3. “For us to be able to move forward in Malta, we need to be sharks”
Forensic expert Alexia Curmi loves sharks so much, she was constantly using them as a point of reference (and comparison) to explain the forensic system in Malta. However, as the analogies kept coming, the shark references kept making more and more sense.
“Sharks close their eyes before attacking, and that’s a testament to how determined and confident they are about achieving their goal,” she explained. Drawing comparisons and highlighting contrasts between the forensic structure in Malta, Alexia outlined how we’re the furthest away from being ‘a shark’ in our system; “we need fresh blood… excuse the pun,” Alexia joked. The forensic system, she said, is haphazard, and full of overworked, underpaid workers, and needs to be revisited and reworked.
Moving on from something as specific as one sector of criminology, Alexia finished off with how people in general should be strong, independent and never stop trying to achieve their goals. Sharks, in more ways than one.
4. “The creative and the curious have much to learn from each other”

********

* [Tasks to perform]
(1) Answer these questions about the Malta forensics excerpt:
(a) What is Alexia Curmi's profession?
(b) What do sharks do before attacking?
(c) What three qualities does Alexia say people in general should have?
(2) Restate the stretch of the Malta forensics excerpt from "Moving on from" through "ways than one.", substituting "resilient" for "independent".
Answer from the Malta forensics excerpt alone, without outside knowledge.

********

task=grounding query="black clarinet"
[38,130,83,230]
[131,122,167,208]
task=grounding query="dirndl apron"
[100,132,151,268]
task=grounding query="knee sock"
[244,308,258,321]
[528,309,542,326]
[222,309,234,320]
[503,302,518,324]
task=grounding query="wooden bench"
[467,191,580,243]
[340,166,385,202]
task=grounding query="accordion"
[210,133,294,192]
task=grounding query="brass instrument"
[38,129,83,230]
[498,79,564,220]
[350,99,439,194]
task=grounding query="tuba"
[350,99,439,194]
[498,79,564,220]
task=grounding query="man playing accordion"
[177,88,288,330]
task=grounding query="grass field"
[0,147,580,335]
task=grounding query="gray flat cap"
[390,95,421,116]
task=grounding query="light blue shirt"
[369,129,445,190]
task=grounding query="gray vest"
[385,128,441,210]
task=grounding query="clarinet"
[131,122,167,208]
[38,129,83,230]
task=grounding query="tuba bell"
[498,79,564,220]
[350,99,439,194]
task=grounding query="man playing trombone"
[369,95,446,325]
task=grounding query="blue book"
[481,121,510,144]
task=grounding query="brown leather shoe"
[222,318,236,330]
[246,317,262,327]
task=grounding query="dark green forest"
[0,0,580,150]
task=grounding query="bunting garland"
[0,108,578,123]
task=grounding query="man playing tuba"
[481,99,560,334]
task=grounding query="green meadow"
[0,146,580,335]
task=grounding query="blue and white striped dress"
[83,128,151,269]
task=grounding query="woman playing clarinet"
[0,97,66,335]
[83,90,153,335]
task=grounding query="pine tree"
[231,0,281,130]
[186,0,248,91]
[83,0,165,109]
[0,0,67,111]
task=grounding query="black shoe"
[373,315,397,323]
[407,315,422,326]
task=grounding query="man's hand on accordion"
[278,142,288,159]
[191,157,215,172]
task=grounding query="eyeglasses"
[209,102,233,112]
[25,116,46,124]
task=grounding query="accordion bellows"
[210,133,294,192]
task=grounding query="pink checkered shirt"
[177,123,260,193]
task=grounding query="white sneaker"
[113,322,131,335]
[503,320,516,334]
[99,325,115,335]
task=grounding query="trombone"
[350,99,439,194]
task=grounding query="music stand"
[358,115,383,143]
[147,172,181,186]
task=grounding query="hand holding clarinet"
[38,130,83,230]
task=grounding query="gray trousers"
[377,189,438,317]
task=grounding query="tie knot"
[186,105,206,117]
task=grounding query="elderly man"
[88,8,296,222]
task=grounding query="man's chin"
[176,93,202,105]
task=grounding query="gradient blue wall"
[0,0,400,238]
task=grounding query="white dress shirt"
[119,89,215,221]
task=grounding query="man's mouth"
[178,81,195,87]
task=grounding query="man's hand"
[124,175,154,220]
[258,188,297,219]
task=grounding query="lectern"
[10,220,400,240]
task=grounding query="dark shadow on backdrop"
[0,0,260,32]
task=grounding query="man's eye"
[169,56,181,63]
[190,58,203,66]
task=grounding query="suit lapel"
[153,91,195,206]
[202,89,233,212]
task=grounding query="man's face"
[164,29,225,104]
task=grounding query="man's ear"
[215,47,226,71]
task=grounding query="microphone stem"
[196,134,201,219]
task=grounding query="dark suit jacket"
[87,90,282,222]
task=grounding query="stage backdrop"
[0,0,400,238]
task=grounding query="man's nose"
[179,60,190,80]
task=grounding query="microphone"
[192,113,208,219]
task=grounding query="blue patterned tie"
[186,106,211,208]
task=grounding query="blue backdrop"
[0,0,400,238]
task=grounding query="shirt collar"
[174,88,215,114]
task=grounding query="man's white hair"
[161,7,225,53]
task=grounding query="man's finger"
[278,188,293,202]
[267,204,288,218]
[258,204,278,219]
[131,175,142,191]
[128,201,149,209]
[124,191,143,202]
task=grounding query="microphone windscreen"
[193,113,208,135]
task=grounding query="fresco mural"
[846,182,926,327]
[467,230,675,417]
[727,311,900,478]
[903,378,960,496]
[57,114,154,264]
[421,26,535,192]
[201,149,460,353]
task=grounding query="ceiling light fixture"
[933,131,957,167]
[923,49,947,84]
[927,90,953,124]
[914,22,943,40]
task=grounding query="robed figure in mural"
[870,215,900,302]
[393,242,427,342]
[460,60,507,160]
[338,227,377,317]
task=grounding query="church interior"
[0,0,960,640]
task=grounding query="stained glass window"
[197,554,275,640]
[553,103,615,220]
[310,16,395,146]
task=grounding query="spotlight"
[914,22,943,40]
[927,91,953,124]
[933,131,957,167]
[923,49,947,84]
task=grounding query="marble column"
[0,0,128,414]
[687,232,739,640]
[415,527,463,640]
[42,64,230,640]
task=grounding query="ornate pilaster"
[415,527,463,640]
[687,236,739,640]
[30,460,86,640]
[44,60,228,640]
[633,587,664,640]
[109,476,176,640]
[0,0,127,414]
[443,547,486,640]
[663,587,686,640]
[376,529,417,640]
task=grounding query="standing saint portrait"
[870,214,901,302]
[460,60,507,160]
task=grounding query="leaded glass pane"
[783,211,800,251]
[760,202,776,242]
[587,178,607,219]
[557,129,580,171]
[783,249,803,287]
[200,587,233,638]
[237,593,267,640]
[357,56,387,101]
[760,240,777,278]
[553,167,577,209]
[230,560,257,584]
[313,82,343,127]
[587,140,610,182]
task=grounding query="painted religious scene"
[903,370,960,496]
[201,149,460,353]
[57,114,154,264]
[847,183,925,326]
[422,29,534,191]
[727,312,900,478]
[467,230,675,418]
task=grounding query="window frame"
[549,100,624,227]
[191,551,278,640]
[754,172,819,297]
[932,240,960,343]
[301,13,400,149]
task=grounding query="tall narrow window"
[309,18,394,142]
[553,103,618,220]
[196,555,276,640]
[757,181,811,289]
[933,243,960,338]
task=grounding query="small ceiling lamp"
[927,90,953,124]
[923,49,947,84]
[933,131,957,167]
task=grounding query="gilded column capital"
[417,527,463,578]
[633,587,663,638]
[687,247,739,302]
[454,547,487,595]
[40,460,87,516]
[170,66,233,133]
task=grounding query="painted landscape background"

********

* [Task-by-task answers]
(1)
(a) She is a forensic expert.
(b) They close their eyes.
(c) People should be strong and independent, and they should never stop trying to achieve their goals.

(2)
Moving on from something as specific as one sector of criminology, Alexia finished off with how people in general should be strong, resilient and never stop trying to achieve their goals. Sharks, in more ways than one.